§ Aim of the task:
Reproduce each line of the material exactly as it reads.

------------------------

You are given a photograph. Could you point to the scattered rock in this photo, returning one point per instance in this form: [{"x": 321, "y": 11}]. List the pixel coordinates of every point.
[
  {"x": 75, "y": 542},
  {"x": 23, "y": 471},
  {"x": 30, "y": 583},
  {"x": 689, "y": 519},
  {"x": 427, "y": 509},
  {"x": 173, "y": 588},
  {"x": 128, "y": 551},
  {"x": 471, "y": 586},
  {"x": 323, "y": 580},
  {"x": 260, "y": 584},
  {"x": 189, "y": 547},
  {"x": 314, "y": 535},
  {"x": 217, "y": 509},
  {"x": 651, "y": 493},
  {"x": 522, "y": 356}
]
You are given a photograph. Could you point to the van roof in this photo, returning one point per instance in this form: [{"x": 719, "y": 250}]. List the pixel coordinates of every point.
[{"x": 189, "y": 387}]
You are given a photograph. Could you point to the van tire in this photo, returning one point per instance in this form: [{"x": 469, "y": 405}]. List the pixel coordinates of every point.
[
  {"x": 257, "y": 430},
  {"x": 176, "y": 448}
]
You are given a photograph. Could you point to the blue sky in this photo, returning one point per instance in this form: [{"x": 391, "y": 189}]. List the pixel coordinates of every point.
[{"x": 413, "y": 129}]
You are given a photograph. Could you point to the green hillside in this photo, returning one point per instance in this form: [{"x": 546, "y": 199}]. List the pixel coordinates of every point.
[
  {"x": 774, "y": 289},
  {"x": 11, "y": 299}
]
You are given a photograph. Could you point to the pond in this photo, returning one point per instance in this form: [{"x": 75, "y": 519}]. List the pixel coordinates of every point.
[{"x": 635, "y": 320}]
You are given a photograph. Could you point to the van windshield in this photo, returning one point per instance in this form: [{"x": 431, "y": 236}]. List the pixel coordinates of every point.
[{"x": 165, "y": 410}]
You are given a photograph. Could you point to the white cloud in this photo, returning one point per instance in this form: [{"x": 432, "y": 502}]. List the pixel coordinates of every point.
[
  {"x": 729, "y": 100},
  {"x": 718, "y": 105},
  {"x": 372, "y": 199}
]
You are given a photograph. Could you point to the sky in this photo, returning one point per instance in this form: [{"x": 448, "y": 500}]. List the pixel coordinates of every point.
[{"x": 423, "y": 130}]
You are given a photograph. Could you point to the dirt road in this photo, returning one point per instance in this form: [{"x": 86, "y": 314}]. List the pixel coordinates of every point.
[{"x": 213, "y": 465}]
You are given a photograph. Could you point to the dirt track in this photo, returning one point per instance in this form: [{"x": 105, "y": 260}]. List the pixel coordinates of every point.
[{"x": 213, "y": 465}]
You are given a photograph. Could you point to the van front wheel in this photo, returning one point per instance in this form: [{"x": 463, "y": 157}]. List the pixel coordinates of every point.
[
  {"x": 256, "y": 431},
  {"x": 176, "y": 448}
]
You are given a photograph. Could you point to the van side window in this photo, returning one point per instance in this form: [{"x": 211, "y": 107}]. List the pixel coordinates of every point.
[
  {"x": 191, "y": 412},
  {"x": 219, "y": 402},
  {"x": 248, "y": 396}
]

------------------------

§ Reply:
You are given a photograph. Could you point to the scattered rock in this photo, returning one point per instance in this form: [{"x": 321, "y": 11}]. List the pixel coordinates of every point.
[
  {"x": 75, "y": 542},
  {"x": 23, "y": 471},
  {"x": 30, "y": 583},
  {"x": 689, "y": 519},
  {"x": 427, "y": 509},
  {"x": 173, "y": 588},
  {"x": 128, "y": 551},
  {"x": 471, "y": 586},
  {"x": 323, "y": 580},
  {"x": 260, "y": 584},
  {"x": 189, "y": 547},
  {"x": 314, "y": 535},
  {"x": 217, "y": 509},
  {"x": 651, "y": 493},
  {"x": 522, "y": 356}
]
You are given a photograph. Could you point to the van roof in this photo, returning one point per instance in this form: [{"x": 719, "y": 250}]. List the pixel coordinates of every point.
[{"x": 189, "y": 387}]
You are given a photograph. Could you point to the van tire in this photo, returning one point per instance in this form: [{"x": 469, "y": 405}]. List the pixel coordinates of every point.
[
  {"x": 257, "y": 430},
  {"x": 176, "y": 448}
]
You are given a photograph. Could you point to the blue sky in this photo, returning one point per instance in this form: [{"x": 391, "y": 189}]. List the pixel coordinates of every point.
[{"x": 413, "y": 129}]
You are given a photograph. Could you point to the green hillside in this photo, returning one point per instance in this form: [{"x": 546, "y": 199}]. List the pixel coordinates of every point.
[
  {"x": 774, "y": 289},
  {"x": 11, "y": 299}
]
You are given a photograph. Could you point to the pond in this photo, returning one point per instance in this form: [{"x": 75, "y": 519}]. List the pixel coordinates of every point.
[{"x": 635, "y": 320}]
You are given a photograph. Could you point to the van windshield in this photo, returning one point per instance in this form: [{"x": 431, "y": 236}]. List the pixel coordinates of every point.
[{"x": 165, "y": 410}]
You are given a photograph. Could you point to the white cloud in this photo, returning one point per instance in this form: [{"x": 432, "y": 502}]. List the pixel coordinates of every point.
[
  {"x": 729, "y": 100},
  {"x": 718, "y": 105},
  {"x": 372, "y": 199}
]
You are given a photograph. Could you point to the sky in this photo, returning one point per instance in this form: [{"x": 448, "y": 500}]. List the pixel coordinates of every point.
[{"x": 423, "y": 130}]
You are given a photograph. Could you point to the dirt road in this photo, returning one point per instance in this form: [{"x": 86, "y": 314}]. List the pixel coordinates of every point.
[{"x": 213, "y": 465}]
You are given a photograph. Could you point to the dirt track in this photo, returning one point per instance in this form: [{"x": 105, "y": 260}]. List the pixel coordinates of every point.
[{"x": 213, "y": 465}]
You are given a photograph. Could you point to the van front wheel in this photo, returning one point per instance in this form: [{"x": 463, "y": 157}]. List the pixel coordinates of every point.
[
  {"x": 256, "y": 431},
  {"x": 176, "y": 448}
]
You are given a photograph. Could you point to the van side window in this photo, returning one point per instance in this form: [{"x": 211, "y": 107}]. List the pixel coordinates of every point.
[
  {"x": 191, "y": 412},
  {"x": 219, "y": 402},
  {"x": 248, "y": 396}
]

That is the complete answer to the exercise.